Mildred Bazemore, chief of the state Department of Public Instruction's test development section, said the question makes sense mathematically and was reviewed thoroughly.
"It has nothing to do with football," Bazemore said. "It has to do with the mathematical concepts that you're studying."
This is a major mistake by the test writers. Technically speaking, it shouldn't matter for the purposes of testing that the team got an extra two plays, because they're not testing what you know about football, they're testing whether you can find the average of something. However, it takes a bunch of very dense people not to realize that the football aspect of the question would come into play. When something doesn't make sense in the context of a question, that makes it very difficult to continue. So, when you're asking about yards gained on six plays when the team would have lost possession after four, a lot of people are going to say, "this does not compute!" or something.

*DIRECTION 1*: In the commentary on the football test question, what position does Mildred Bazemore hold?
*DIRECTION 2*: Carry on the commentary on the football test question, picking up after its final sentence.

*DATASET ENTRIES*:

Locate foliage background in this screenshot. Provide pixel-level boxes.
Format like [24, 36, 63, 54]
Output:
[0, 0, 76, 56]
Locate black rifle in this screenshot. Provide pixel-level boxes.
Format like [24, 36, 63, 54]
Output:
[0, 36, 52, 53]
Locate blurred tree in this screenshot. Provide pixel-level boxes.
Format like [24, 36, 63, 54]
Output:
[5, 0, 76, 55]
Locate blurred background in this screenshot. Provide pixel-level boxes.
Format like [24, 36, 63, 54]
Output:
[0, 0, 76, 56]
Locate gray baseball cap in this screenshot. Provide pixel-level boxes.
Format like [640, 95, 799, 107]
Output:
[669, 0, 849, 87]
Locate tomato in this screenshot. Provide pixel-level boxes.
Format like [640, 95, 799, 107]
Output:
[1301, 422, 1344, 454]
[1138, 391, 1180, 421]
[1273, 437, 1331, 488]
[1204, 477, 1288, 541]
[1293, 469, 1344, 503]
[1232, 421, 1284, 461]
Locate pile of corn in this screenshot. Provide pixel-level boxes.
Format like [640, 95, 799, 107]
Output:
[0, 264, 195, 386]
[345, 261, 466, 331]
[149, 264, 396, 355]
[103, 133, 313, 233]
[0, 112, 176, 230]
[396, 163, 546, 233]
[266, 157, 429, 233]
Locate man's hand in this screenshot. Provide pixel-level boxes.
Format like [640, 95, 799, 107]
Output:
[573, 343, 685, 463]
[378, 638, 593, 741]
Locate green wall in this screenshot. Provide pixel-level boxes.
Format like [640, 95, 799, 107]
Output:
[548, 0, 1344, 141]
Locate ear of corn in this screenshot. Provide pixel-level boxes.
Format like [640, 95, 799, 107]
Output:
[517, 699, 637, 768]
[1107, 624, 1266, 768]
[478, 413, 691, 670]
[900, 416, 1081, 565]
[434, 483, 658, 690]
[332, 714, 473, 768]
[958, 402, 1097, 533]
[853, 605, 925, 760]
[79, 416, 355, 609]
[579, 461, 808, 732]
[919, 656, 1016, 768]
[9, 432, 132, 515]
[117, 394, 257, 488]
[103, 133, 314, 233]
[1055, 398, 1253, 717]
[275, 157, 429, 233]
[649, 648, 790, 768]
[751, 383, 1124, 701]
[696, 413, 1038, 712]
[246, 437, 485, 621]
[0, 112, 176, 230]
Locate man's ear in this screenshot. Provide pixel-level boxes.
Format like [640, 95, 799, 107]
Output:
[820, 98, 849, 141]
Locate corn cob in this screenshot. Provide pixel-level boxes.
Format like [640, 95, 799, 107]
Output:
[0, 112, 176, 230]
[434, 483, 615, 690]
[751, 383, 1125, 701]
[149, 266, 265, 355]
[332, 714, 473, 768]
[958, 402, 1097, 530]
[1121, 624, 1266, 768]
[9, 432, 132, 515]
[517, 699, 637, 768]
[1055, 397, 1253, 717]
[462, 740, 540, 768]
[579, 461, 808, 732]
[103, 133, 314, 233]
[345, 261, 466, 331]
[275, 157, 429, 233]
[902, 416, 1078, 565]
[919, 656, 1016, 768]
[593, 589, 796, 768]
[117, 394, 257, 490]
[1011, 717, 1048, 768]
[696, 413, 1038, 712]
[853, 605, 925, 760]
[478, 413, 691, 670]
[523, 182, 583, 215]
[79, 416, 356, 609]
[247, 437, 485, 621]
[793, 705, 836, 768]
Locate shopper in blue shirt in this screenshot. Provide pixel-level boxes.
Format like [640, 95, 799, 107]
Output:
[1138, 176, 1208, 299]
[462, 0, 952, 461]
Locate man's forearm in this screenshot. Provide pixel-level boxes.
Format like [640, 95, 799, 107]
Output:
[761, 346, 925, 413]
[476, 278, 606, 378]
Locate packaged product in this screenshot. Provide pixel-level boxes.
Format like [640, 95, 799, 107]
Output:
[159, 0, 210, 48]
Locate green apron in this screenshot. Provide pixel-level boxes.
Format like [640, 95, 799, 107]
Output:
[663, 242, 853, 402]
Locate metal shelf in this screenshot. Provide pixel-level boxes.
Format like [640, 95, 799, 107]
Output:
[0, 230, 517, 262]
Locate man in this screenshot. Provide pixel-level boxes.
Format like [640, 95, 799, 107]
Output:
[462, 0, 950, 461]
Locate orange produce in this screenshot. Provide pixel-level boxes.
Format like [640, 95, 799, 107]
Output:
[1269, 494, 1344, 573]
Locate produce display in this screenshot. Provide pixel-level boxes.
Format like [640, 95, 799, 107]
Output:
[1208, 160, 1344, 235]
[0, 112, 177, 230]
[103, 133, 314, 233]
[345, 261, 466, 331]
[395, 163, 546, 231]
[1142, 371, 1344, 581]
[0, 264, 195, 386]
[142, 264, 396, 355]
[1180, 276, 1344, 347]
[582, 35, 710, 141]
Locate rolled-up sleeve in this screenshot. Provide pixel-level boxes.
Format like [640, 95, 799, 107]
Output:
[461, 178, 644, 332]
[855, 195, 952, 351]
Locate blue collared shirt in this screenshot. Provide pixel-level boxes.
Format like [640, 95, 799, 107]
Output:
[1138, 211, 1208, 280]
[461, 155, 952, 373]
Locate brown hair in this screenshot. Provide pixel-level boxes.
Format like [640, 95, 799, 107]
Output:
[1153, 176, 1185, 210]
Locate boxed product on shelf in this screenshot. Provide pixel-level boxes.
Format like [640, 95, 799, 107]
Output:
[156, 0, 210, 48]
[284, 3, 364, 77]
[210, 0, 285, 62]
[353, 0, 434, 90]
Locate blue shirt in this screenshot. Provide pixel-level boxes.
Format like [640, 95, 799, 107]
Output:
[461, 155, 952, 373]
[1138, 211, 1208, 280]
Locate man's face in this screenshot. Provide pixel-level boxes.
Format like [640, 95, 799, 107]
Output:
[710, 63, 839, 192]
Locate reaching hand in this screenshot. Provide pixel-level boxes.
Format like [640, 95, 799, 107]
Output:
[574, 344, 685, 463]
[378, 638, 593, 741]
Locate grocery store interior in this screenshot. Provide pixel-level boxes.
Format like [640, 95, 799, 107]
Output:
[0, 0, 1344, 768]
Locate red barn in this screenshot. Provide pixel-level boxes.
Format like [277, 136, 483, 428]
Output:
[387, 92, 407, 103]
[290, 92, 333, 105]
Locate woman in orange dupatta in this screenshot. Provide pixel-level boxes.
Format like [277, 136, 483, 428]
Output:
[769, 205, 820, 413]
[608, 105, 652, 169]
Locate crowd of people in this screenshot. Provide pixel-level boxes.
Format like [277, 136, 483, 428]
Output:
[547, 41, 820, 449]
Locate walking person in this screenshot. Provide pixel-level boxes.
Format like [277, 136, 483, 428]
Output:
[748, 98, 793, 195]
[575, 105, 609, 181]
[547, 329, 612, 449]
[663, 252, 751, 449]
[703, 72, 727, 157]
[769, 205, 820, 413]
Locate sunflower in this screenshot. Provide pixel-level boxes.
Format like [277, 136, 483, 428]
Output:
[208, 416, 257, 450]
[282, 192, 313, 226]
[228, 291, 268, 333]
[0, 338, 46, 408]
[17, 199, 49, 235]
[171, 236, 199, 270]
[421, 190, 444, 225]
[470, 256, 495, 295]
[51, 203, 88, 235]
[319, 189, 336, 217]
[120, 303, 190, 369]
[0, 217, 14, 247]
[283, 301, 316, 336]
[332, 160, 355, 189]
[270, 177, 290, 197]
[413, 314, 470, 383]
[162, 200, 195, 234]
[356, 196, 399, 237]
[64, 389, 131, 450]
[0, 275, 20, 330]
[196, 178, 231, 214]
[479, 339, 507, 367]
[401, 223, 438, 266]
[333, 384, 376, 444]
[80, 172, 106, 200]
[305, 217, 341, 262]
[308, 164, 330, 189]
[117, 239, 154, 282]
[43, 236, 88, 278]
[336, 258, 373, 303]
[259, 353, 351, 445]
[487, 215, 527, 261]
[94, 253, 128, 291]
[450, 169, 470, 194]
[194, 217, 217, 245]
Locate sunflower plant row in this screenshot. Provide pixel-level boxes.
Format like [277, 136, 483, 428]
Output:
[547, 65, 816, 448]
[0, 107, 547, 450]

*RESULT 1*: She is chief of the state Department of Public Instruction's test development section.

*RESULT 2*:
Maybe they're playing some fictional version of football, where you get six plays. I mean, you get three downs in Canadian football, so why doesn't North Carolina football get six downs? Either way, it was a bad question. Poor form, North Carolina. Poor form.
Posted by oz115 at May 23, 2005 08:25 AM
Comments
Or maybe the Fidel Castro version. The world's most famous leftist hurler was once pitching in a game in which his team was still trailing after nine innings. So Castro simply decreed that the game would go into extra innings. His team eventually won, not surprisingly.